AUFGABE> Wie bezeichnet Agüero laut dem Aufgabentext den Film auf einer Texttafel zu Beginn?

Es ist lobenswert, dass Agüero versucht, mehr als ein schnödes, die einzelnen Punkte des Wikipedia-Eintrags abarbeitendes Biopic über den Autor und passionierten Piloten abzuliefern – er selbst nennt den Film auf einer Texttafel zu Beginn eine Hommage. Durch die Konzentration auf eine einzige, etwa eine Woche dauernde Episode aus dem vollgestopften Lebenslauf von Antoine de Saint-Exupéry wird aber mittels Anspielungen auf nicht Gezeigtes einiges an Vorwissen über seinen Werdegang und sein literarisches Werk auch jenseits von „Der kleine Prinz“ vorausgesetzt. In Frankreich, wo der Mann nicht zuletzt aufgrund seines patriotischen Ablebens als Mitglied der Exil-Streitkräfte während des Zweiten Weltkriegs ein mythisch verehrter Nationalheld ist, mag das funktionieren. In weiten Teilen der restlichen Welt werden diese Randbemerkungen jedoch einfach über die Köpfe des Publikums hinwegsegeln.

Daten zur Punktverortung in Bildern:
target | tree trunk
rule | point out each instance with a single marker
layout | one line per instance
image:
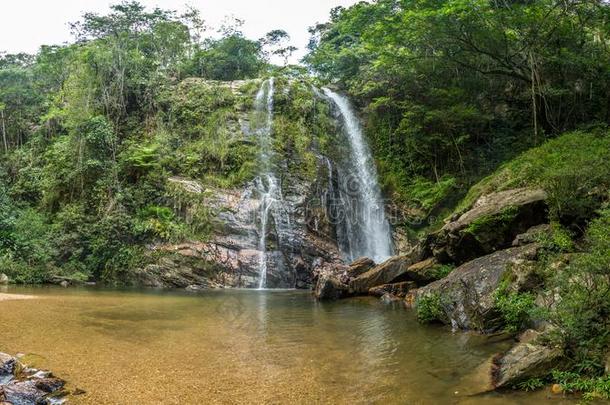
(4, 140)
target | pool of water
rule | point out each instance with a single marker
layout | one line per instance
(243, 346)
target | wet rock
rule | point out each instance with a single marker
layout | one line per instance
(231, 257)
(491, 224)
(396, 290)
(24, 393)
(330, 287)
(49, 384)
(8, 368)
(391, 271)
(424, 272)
(360, 266)
(466, 295)
(532, 235)
(523, 362)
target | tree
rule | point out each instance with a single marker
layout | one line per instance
(277, 42)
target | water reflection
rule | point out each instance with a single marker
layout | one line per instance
(242, 346)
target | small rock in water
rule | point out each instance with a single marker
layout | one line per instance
(42, 374)
(78, 391)
(556, 389)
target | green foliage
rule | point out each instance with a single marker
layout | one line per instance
(429, 308)
(497, 223)
(230, 58)
(454, 88)
(572, 169)
(442, 270)
(592, 388)
(583, 313)
(532, 384)
(514, 307)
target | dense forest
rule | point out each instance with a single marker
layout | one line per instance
(459, 98)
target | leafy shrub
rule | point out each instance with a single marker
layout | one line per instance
(572, 168)
(583, 313)
(592, 388)
(429, 308)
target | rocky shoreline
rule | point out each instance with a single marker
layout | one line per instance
(23, 385)
(452, 277)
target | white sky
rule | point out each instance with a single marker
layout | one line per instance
(25, 25)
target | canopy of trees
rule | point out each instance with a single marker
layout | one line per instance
(452, 87)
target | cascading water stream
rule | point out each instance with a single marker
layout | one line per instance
(272, 207)
(363, 229)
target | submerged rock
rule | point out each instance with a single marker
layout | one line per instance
(491, 224)
(330, 286)
(391, 271)
(532, 235)
(8, 368)
(465, 298)
(396, 290)
(424, 272)
(523, 362)
(27, 386)
(360, 266)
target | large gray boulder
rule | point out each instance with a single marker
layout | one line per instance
(523, 362)
(491, 224)
(360, 266)
(230, 257)
(391, 271)
(8, 368)
(527, 359)
(332, 283)
(465, 298)
(396, 290)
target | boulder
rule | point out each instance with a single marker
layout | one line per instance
(465, 298)
(491, 224)
(424, 272)
(24, 393)
(532, 235)
(524, 361)
(330, 287)
(360, 266)
(8, 368)
(398, 290)
(391, 271)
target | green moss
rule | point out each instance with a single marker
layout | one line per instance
(429, 308)
(572, 168)
(514, 307)
(592, 388)
(495, 224)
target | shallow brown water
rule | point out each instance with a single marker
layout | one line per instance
(240, 346)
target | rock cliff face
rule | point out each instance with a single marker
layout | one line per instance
(299, 243)
(230, 258)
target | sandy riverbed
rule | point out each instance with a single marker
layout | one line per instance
(11, 297)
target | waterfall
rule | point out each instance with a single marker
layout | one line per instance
(272, 210)
(362, 227)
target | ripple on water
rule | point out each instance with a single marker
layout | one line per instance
(241, 347)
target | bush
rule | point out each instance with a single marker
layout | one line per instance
(583, 313)
(573, 169)
(429, 308)
(515, 307)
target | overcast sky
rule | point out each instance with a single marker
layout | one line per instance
(27, 24)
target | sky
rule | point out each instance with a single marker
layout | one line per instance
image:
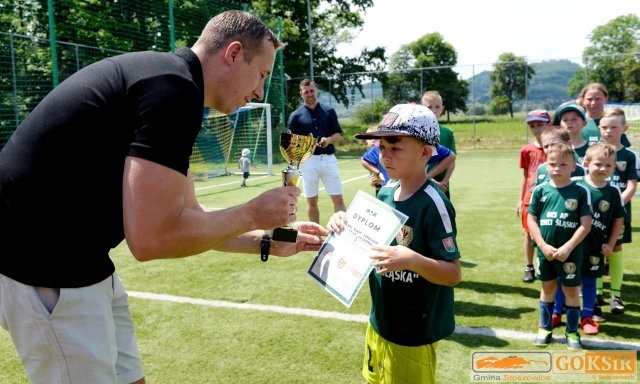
(480, 31)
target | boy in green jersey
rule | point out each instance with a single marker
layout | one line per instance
(613, 124)
(559, 219)
(553, 135)
(412, 282)
(433, 101)
(572, 118)
(608, 219)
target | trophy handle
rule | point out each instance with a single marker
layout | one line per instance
(291, 176)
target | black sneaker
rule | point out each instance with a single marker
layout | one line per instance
(598, 316)
(528, 276)
(543, 338)
(616, 305)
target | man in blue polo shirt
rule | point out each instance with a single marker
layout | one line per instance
(320, 121)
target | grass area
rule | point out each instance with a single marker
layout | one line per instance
(182, 342)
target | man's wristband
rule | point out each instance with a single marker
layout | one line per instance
(265, 245)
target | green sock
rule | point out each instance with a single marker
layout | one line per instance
(616, 272)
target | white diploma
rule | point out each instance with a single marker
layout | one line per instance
(342, 264)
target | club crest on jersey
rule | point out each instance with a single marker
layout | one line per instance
(603, 206)
(569, 268)
(449, 244)
(404, 235)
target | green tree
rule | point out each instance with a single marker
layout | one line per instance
(612, 59)
(423, 65)
(509, 80)
(331, 23)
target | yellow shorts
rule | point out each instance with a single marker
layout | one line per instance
(387, 363)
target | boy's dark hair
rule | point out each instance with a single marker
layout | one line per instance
(556, 130)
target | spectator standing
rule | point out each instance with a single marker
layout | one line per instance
(321, 121)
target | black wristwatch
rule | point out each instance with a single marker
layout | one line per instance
(265, 245)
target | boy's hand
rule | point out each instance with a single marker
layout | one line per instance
(337, 222)
(392, 258)
(373, 180)
(606, 249)
(310, 238)
(548, 251)
(562, 254)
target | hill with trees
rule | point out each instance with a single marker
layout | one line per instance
(547, 89)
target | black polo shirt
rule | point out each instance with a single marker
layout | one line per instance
(322, 121)
(61, 171)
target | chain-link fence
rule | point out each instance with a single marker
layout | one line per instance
(44, 42)
(476, 125)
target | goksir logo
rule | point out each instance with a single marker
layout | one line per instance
(553, 366)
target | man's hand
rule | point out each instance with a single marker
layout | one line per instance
(275, 207)
(310, 238)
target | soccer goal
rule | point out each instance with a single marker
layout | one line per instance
(220, 142)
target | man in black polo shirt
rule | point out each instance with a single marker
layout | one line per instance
(320, 121)
(104, 157)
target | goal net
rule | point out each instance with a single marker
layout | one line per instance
(222, 138)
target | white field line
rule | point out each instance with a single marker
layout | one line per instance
(498, 333)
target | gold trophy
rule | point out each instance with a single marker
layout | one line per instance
(295, 149)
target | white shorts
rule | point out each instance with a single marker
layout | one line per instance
(323, 167)
(88, 337)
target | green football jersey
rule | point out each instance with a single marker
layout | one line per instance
(626, 169)
(542, 174)
(591, 133)
(407, 309)
(606, 203)
(558, 211)
(446, 140)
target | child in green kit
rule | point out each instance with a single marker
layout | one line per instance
(608, 219)
(553, 135)
(559, 220)
(433, 101)
(613, 124)
(531, 156)
(572, 118)
(409, 316)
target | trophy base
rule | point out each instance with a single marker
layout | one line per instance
(288, 234)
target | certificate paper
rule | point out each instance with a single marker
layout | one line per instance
(342, 263)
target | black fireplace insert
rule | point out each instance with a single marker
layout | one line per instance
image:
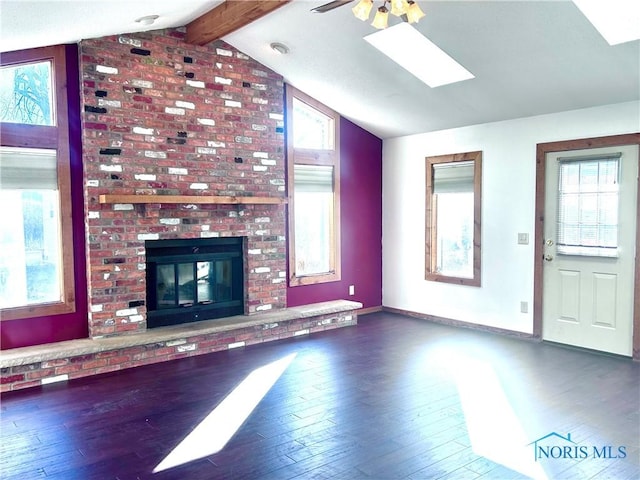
(189, 280)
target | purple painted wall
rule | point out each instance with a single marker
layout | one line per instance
(361, 223)
(56, 328)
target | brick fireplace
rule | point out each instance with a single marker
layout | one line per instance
(167, 120)
(184, 143)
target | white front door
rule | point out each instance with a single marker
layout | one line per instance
(589, 251)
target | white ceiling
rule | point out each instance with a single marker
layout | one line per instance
(528, 57)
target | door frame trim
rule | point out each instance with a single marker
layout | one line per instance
(542, 149)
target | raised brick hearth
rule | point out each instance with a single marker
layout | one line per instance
(45, 364)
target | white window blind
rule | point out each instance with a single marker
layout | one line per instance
(455, 177)
(313, 178)
(28, 169)
(587, 222)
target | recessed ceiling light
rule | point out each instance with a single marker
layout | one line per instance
(418, 55)
(280, 48)
(147, 20)
(618, 21)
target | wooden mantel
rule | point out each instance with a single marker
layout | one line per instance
(195, 199)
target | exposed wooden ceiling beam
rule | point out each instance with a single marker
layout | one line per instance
(229, 17)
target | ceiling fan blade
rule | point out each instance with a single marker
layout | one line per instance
(330, 6)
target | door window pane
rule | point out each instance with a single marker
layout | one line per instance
(587, 221)
(26, 94)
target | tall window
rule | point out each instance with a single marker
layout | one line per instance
(313, 146)
(36, 272)
(453, 196)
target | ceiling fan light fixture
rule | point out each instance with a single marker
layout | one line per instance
(381, 20)
(399, 7)
(414, 12)
(363, 9)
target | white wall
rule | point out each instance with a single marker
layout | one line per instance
(508, 204)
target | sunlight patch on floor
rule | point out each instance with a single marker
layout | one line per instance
(493, 427)
(212, 434)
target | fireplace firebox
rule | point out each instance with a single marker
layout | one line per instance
(189, 280)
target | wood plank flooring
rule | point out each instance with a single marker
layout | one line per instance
(393, 398)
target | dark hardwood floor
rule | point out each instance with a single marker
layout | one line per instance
(393, 398)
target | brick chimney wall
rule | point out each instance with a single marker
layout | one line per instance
(162, 117)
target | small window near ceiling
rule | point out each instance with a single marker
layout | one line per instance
(452, 238)
(588, 206)
(26, 94)
(313, 160)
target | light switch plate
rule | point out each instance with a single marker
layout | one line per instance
(523, 239)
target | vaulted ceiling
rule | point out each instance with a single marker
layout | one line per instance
(528, 57)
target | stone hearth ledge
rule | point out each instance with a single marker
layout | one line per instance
(72, 348)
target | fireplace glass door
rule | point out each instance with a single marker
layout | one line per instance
(188, 283)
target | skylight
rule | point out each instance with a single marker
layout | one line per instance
(618, 21)
(403, 44)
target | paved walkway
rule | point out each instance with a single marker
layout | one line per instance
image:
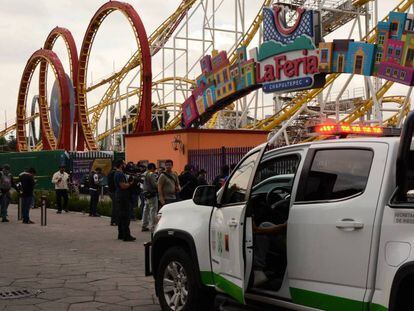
(75, 262)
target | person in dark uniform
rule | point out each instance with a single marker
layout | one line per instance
(95, 180)
(28, 183)
(122, 197)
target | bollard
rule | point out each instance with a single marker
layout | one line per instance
(43, 211)
(19, 209)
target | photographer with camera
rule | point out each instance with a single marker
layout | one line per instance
(95, 181)
(122, 198)
(61, 181)
(133, 177)
(27, 181)
(151, 197)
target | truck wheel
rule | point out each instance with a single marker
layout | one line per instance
(176, 282)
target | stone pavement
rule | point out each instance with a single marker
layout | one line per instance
(76, 262)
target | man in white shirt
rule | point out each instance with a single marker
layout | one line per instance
(61, 181)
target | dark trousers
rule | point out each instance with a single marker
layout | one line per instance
(93, 204)
(114, 214)
(62, 194)
(26, 203)
(122, 202)
(133, 204)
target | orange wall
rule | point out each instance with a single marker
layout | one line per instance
(157, 146)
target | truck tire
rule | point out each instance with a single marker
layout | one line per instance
(176, 283)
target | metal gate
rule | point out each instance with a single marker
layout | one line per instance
(212, 160)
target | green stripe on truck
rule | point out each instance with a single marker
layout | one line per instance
(211, 278)
(330, 303)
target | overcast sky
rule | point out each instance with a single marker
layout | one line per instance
(24, 25)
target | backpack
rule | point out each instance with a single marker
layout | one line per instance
(91, 180)
(5, 181)
(111, 182)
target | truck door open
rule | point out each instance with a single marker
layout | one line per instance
(331, 223)
(231, 233)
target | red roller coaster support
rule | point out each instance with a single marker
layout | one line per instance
(64, 132)
(67, 37)
(144, 117)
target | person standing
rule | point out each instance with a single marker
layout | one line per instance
(151, 197)
(188, 183)
(6, 183)
(28, 182)
(95, 180)
(111, 192)
(168, 184)
(202, 178)
(61, 181)
(122, 197)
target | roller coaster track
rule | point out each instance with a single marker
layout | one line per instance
(157, 40)
(291, 108)
(117, 128)
(50, 57)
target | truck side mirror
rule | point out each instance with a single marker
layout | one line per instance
(404, 158)
(205, 195)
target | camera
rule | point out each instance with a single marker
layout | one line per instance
(133, 173)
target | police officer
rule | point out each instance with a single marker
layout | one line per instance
(95, 181)
(122, 198)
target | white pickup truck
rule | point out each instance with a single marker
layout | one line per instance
(326, 225)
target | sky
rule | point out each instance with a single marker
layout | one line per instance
(25, 24)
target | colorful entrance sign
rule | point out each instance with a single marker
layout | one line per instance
(288, 58)
(294, 58)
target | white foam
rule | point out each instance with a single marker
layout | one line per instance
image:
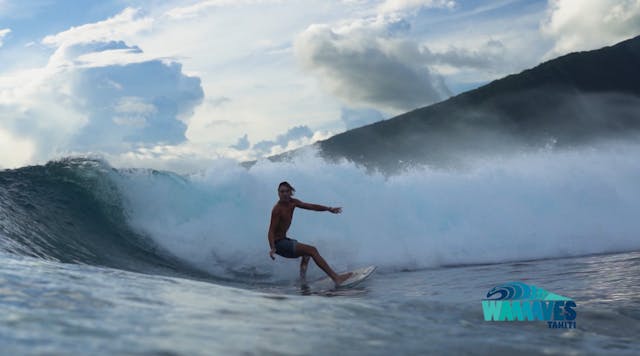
(525, 206)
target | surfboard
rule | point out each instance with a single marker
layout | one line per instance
(326, 285)
(357, 276)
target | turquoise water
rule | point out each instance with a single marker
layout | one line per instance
(55, 308)
(98, 260)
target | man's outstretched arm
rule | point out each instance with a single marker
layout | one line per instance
(316, 207)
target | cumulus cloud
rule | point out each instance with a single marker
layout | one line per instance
(365, 62)
(284, 141)
(487, 56)
(583, 25)
(3, 33)
(242, 143)
(98, 94)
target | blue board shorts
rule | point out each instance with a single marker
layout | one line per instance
(286, 247)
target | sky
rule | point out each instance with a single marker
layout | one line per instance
(177, 84)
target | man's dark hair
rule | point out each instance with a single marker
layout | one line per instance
(286, 184)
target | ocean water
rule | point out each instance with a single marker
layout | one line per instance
(99, 260)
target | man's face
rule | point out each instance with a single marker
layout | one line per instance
(284, 193)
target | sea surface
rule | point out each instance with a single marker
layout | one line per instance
(99, 260)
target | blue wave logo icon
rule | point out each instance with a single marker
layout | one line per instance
(517, 301)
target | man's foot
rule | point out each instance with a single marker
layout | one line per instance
(341, 278)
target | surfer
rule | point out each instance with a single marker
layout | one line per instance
(281, 217)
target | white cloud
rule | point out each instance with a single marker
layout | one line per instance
(391, 6)
(120, 27)
(3, 33)
(583, 25)
(123, 25)
(134, 105)
(365, 63)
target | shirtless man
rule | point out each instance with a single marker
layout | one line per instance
(281, 217)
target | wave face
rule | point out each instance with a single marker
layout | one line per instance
(508, 208)
(71, 211)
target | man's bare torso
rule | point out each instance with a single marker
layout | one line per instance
(284, 213)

ANTWORT> Als eine Hommage.